::: Texto fornecido :::
O crescimento do Vida Real

O Instituto Vida Real foi criado por Sebastião Araújo em 2004, e por muito tempo funcionou num espaço pequeno na rua Teixeira Ribeiro, da Nova Holanda, dispondo de duas salas para as atividades, uma biblioteca e um escritório. No novo espaço, que ocupam há três anos, além da maior quantidade de salas há o auditório, uma sala grande para a administração, biblioteca, refeitório e até uma horta, compartilhada com a Clínica da Família.

Para Tião é uma satisfação ver a instituição crescer tanto fisicamente quanto na variedade de projetos, como um dos mais recentes que é o Todo Mundo Joga Junto. Um projeto da empresa Lenovo que tem, no estado do Rio, essa estação do Vida Real, e outras duas estações em São Paulo e Santa Catarina. Alunos a partir de 12 anos de idade passam por uma formação em jogos como Valorant e Lol, e estão conectados com outros 20 jovens online das outras estações. A sala funciona das 8h às 17h, com turmas de 2 horas ao longo do dia, e o projeto está com inscrições abertas.

No projeto Todo Mundo Joga Junto alunos da Maré interagem com demais de outros estados. Foto: José Bismarck.

Outro projeto que tem muita procura no Vida Real é o curso de fotografia. A professora, Mayara Melo, é “cria”: moradora do Parque União, ela foi aluna do Vida Real quando tinha 14 anos de idade, e se destacou na prática, tendo a oportunidade de acompanhar seu então professor em eventos e se profissionalizar. Hoje, ela vive da fotografia, mas sentiu necessidade de voltar à instituição e repassar tudo que aprendeu ali mesmo, tendo logo uma resposta positiva do Tião. Atualmente, ela dá aula nesse projeto, o Transformando os Olhares da Maré, três vezes por semana, com alunos de 12 até aproximadamente 45 anos. Com duração de um ano para cada turma, o projeto aborda tanto as técnicas quanto os diversos nichos da fotografia, a exemplo de paisagem, eventos etc. Uma de suas alunas mais dedicadas, inclusive, é a Nicolly, que já descobriu gostar de fotografar paisagens, detalhes, elementos da natureza e principalmente o céu.

Fotografias tiradas no projeto Transformando Olhares ficam expostas no espaço. Foto: José Bismarck.
Mayara Mello expressa a gratidão de poder ensinar fotografia no projeto onde ela mesma aprendeu. Foto: José Bismarck.
:::
- [Instrução de trabalho 1]:
Responda, com base no texto sobre o Instituto Vida Real:
(a) Em que ano o instituto foi criado?
(b) Em que horário funciona a sala do projeto Todo Mundo Joga Junto?
(c) Quantas vezes por semana são dadas as aulas do projeto de fotografia?
- [Instrução de trabalho 2]:
Escreva a continuação do texto sobre o Instituto Vida Real, começando logo após o trecho final apresentado.
::: Dados brutos :::
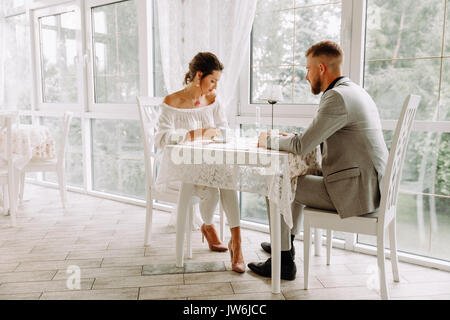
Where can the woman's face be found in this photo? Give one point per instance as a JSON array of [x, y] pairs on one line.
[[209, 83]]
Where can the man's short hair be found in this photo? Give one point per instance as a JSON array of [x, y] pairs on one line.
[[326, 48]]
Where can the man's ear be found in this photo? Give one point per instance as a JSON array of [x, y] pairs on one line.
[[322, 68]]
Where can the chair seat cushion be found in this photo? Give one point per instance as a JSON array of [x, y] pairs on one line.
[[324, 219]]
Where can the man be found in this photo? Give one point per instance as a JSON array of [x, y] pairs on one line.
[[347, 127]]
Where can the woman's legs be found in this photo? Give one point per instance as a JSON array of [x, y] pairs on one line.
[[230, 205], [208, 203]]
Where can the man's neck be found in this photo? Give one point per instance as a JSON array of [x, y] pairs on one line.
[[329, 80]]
:::
::: Dados brutos :::
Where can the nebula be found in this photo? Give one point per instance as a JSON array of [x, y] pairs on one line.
:::
::: Dados brutos :::
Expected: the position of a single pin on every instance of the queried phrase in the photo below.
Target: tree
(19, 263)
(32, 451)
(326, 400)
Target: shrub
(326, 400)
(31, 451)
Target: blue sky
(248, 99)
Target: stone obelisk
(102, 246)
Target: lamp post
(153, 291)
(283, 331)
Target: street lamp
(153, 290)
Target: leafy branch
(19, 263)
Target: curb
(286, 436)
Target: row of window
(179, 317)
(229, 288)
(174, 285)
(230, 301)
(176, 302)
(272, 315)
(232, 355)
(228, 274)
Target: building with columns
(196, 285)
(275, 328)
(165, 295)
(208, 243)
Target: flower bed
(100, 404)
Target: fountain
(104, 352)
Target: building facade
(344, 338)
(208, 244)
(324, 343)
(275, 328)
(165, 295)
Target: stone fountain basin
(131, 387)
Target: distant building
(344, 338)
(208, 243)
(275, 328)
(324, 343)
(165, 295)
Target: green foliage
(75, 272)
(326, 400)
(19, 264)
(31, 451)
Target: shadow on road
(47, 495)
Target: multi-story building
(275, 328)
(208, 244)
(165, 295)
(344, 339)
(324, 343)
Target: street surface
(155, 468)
:::
- [Resultado 1]:
(a) Em 2004.
(b) Das 8h às 17h.
(c) Três vezes por semana.

- [Resultado 2]:
“Eu encho minha boca pra falar.. primeiro, é um projeto muito bonito o Vida Real, e foi o que me deu oportunidade desde sempre. Agora, sete anos depois praticamente, e o Vida Real me abriu essa porta, que mudou minha vida. Então é muito bom poder retribuir isso”

Mayara Melo, professora do Transformando os Olhares da Maré

O clima de afeto envolve toda a instituição, desde a fala de Nicolly, sobre não ter bullying lá dentro, até o depoimento experiente do próprio Tião. Além de acompanhar o cotidiano da instituição, ele vive sendo abordado na rua por ex-alunos que querem abraçar, agradecer pelas oportunidades.

Tião Araújo fundou o Instituto Vida Real há 18 anos. Foto: José Bismarck.

“A gente não pode estar distante deles, porque muitos desses garotos são garotos que não têm pai, não têm mãe e, assim, são garotos que nos vêem como uma referência pra vida deles, então a gente tem que estar muito próximo”.

Tião Araújo, fundador do Vida Real

Para conhecer melhor e participar de algum projeto do Vida Real basta comparecer ao local com o RG e comprovante de residência. A equipe irá fazer o cadastro e, havendo vaga, a pessoa é chamada.
Endereço: Rua Teixeira Ribeiro, 904, Fundo. Nova Holanda, Maré.
Telefone: 3866-6761

Veja mais fotos do espaço:

A horta comunitária tem 10 canteiros, configurados no modelo de agrofloresta unindo frutos, legumes e verduras. Os alunos ajudam no cuidado. Foto: José Bismarck.
Todas as crianças e adolescentes passam pelo reforço escolar. Foto: José Bismarck.
Adultos podem fazer curso no laboratório de elétrica do Instituto, aprendendo instalação predial. Foto: José Bismarck.